▶ [Written request] Copy every line from the line with "TASK: Mark every window" through the end of the material, requests included, but multiply each box coordinate in the answers by 1.25 and round it to a whole number, rounding halves up. Leave the pictures out.

▶ [Record extracts]

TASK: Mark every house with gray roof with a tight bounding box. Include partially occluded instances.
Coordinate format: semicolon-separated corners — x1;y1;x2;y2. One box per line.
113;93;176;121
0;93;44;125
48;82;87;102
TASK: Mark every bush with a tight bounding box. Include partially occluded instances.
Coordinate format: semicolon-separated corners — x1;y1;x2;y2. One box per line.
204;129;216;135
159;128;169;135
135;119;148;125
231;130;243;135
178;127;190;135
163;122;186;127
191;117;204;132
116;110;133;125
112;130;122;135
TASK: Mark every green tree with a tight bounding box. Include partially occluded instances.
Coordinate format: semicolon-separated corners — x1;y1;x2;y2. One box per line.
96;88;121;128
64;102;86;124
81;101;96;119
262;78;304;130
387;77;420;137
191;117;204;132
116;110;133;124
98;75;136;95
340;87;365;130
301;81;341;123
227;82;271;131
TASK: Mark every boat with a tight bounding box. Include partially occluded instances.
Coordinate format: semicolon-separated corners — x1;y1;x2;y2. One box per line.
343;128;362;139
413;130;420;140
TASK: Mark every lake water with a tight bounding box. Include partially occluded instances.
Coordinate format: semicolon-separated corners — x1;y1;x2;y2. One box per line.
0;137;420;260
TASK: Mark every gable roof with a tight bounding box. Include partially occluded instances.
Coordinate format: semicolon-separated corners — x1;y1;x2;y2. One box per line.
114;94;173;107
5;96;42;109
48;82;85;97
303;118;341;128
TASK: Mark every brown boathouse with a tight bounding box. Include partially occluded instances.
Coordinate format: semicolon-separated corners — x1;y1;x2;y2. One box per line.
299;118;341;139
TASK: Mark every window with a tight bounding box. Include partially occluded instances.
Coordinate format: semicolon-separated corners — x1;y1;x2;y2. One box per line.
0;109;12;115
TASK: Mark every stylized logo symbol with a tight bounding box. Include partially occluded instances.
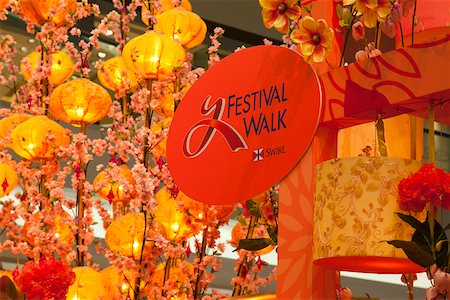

▶ [Final result]
TASK: Mark every window with a tight bounding box. Include partially occluded instances.
Coordinate format: semicolon-separated corners — x1;y1;x2;y2. One box per line.
0;136;15;144
TASK: Mark every stylized logo symbol with a tight bounding box. Include partially occluded instances.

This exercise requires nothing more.